_TEXTE SOURCE:_
-------------------------
Intervenant généralement après un premier financement (love money, business angels, OSEO, etc.), les fonds d’investissements ont une place prépondérante dans l’éco système entrepreneurial. Ils sont aussi présents dans le numérique et ont le rôle de propulser une entreprise vers une nouvelle étape de sa vie (bourse, rachat, etc.). Chaque acteur a besoin de son prochain, les fonds ont besoin des BA et du public pour déceler de nouvelles pousses, racheter et a besoin de vendre au plus offrant pour pouvoir réinvestir, un équilibre bien huilée que nous décrypte Nicolas Celier d’Alven Capital :
#1 On va d’abord commencer par vous demander de présenter ce qu’est et ce que fais un fonds d’investissements ?
Les apports d’un fonds d’investissement sont de plusieurs ordres:
- l’objectif premier est d’apporter de l’argent pour financer la croissance des startups à haut potentiel
- en tant qu’actionnaires et membres des conseils d’administration ou de surveillance les représentants du fonds participent à la gouvernance de ces sociétés dans lesquelles ils investissent
- et enfin ils ont pour missions d’épauler et accompagner les entrepreneurs, pour le meilleur bien de la société et de ses actionnaires
L’objectif est d’aider l’entrepreneur à accélérer dans des bonnes conditions, à éviter les sorties de route, tout en partageant son expérience et sa connaissance de l’écosystème.
#2 Est-ce que vous pouvez nous expliquer les différences – ou les complémentarités – entre les autres sources de financement proposées aux start-ups ?
Le financement en capital c’est un financement qui coûte très cher à l’entrepreneur car le risque pris est important. En échange de ce financement l’entrepreneur donne ce qu’il a de plus précieux : le capital de sa société. Il doit donc vraiment obtenir des contreparties importantes : en cash bien sûr, mais aussi en s’assurant de la compétence et de l’intégrité de son futur associé financier, de son réseau et de sa capacité à contribuer au développement de sa société.
Le premier financement en capital, joliment appelé love money (argent provenant de la famille, des proches, etc.), permet de créer la société et d’assurer ses premiers pas, mais les sommes obtenues in fine restent quand même très modestes. Les investisseurs personnes physiques (Business Angels) sont un très bon moyen de trouver des financements de départ et de bénéficier de l’expérience et du réseau d’entrepreneurs compétents. La récente loi TEPA, en favorisant les investissements de Business Angels a eu un effet très positif sur la création et le développement de startups en France.
Les fonds de capital risque peuvent investir avec ou à la suite des business angels, ce sont des investisseurs professionnels qui ont des capacités de financement souvent bien supérieures et peuvent contribuer à financer la société sur plusieurs années.
Les autres financements sont publiques ou para publiques, les plus efficaces sont le: crédit impôt recherche, le dispositif J.E.I., les avances remboursables OSEO, …
Lorsque qu’une start-up aura atteint une taille et une rentabilité suffisante elle pourra alors prétendre à d’autres types de financements moins dilutifs en capital comme les obligations convertibles, voire emprunts bancaires. Plus tard, quelques élus pourront se financer à plus grande échelle par en s’introduisant en bourse, si la conjoncture le permet.
-------------------------
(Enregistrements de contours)
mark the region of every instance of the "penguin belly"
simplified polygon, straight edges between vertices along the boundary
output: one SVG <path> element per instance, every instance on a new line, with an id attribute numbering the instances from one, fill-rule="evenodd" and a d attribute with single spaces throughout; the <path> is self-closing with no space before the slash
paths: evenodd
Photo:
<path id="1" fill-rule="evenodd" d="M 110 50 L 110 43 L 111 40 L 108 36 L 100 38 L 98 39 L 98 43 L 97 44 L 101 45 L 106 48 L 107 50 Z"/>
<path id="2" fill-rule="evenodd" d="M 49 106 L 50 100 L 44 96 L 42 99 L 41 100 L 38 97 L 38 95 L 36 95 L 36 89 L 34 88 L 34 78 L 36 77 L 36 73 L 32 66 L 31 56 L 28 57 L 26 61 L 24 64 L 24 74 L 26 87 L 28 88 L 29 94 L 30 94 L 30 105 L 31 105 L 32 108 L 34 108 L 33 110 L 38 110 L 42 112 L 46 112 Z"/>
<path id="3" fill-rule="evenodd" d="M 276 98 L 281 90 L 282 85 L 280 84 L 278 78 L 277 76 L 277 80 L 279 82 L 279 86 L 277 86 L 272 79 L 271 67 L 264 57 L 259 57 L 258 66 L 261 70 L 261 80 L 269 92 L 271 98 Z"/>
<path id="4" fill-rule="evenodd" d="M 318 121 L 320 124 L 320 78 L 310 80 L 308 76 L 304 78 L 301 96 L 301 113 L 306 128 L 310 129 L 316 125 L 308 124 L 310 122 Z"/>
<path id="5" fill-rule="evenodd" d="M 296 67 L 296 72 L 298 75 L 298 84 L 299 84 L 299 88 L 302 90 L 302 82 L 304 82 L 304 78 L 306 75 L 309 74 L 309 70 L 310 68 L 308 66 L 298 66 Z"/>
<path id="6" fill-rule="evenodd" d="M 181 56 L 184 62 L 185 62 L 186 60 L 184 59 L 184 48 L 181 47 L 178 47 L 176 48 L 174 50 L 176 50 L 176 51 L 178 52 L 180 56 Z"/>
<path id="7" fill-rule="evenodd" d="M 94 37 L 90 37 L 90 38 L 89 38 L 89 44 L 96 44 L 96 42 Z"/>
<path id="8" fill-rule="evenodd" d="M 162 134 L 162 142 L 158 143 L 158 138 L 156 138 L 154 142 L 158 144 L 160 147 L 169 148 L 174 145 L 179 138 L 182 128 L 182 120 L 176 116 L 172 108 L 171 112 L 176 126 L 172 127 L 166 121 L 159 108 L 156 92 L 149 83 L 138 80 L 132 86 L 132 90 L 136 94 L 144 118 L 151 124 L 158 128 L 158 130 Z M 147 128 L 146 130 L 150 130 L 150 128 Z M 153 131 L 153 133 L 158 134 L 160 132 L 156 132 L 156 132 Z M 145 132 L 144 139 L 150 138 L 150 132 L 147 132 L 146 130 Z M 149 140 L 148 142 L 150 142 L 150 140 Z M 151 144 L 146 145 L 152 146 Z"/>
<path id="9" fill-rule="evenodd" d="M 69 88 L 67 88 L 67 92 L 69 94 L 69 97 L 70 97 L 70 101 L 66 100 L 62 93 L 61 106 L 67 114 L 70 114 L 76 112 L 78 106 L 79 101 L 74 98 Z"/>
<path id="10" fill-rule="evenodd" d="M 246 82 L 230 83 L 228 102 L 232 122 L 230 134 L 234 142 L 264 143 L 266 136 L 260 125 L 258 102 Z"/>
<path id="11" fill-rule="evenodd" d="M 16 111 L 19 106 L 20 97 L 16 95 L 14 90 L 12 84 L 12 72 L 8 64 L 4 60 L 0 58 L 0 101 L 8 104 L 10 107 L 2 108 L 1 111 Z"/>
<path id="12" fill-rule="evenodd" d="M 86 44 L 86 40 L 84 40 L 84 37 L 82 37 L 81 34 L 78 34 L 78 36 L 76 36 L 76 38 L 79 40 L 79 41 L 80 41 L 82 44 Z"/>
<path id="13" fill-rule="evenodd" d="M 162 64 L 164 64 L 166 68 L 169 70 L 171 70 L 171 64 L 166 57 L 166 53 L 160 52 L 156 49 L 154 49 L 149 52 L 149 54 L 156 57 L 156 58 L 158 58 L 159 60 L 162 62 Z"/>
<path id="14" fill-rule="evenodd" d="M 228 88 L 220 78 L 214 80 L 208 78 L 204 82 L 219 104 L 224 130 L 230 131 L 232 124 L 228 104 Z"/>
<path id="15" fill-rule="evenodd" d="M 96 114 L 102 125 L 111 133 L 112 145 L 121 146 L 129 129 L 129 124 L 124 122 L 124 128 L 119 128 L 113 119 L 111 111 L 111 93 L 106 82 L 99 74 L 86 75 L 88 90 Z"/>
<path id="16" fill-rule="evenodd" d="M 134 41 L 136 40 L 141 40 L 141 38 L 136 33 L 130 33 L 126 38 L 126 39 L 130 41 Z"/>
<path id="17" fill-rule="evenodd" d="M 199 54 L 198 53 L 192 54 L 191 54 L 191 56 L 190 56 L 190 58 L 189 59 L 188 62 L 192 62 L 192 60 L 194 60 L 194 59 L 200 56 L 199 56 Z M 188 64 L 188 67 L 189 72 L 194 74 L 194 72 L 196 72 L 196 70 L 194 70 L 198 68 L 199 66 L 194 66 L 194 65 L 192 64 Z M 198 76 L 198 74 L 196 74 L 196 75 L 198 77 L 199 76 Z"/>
-------------------------
_CONSIGNES:_
A: Comptez les lignes des enregistrements qui contiennent la chaîne "every", puis donnez uniquement ce nombre.
B: Rédigez la suite du texte sur les fonds d'investissement, à partir de l'endroit où il s'arrête.

_RÉPONSES AUX CONSIGNES:_
A: 2

B:
#3 Comment aidez-vous les start-ups ? Dans quelles phases de développement ?
Nous aidons les entrepreneurs de différentes manières, selon leurs besoins, leur stade de développement et leur expérience. Nous n’aidons pas de la même façon un entrepreneur qui démarre sa vie professionnelle et un serial entrepreneur.
D’une part nous essayons d’être un partenaire disponible et à l’écoute afin d’aider à réfléchir sur les problématiques opérationnelles, sur la stratégie, l’organisation, les opérations de croissance externe et de sortie.
L’exigence d’une discipline en termes de reporting est aussi très utile aux managers, cela les pousse à prendre du recul, à sortir régulièrement la tête de l’opérationnel, pour mesurer l’atteinte des objectifs, identifier très tôt des dérives éventuelles et prendre rapidement les bonnes décisions.
Les dirigeants de startups bénéficient souvent des enseignements tirés de nos expériences réussies de l’accompagnement de start-up comme de nos échecs.
Enfin, notre connaissance de l’écosystème et nos réseaux peuvent aussi être très utiles au développement des sociétés de notre portefeuille et leur faire gagner un temps précieux. Par exemple, nous avons présenté Monshowroom aux équipes de Casino qui ont racheté la société quelques mois plus tard.
#4 Vos dernières réussites ? Quelles actualités ?
Monshowroom, qui a été vendu récemment à Casino est une très belle histoire écrite par deux femmes très talentueuses, notre chance fut de croire très tôt au fort potentiel des fondatrices malgré leur peu d’expérience et méconnaissance du secteur.
Une autre réussite récente fut le succès d’eboutich, premier site suisse de ventes privées qui été racheté récemment par Maus Frères, le plus premier groupe de distribution helvétique. Plutôt que de soutenir un énième acteur de ventes privées en France nous avons choisi d’investir très tôt dans le premier acteur du secteur en Suisse afin qu’il devienne le leader de ce marché.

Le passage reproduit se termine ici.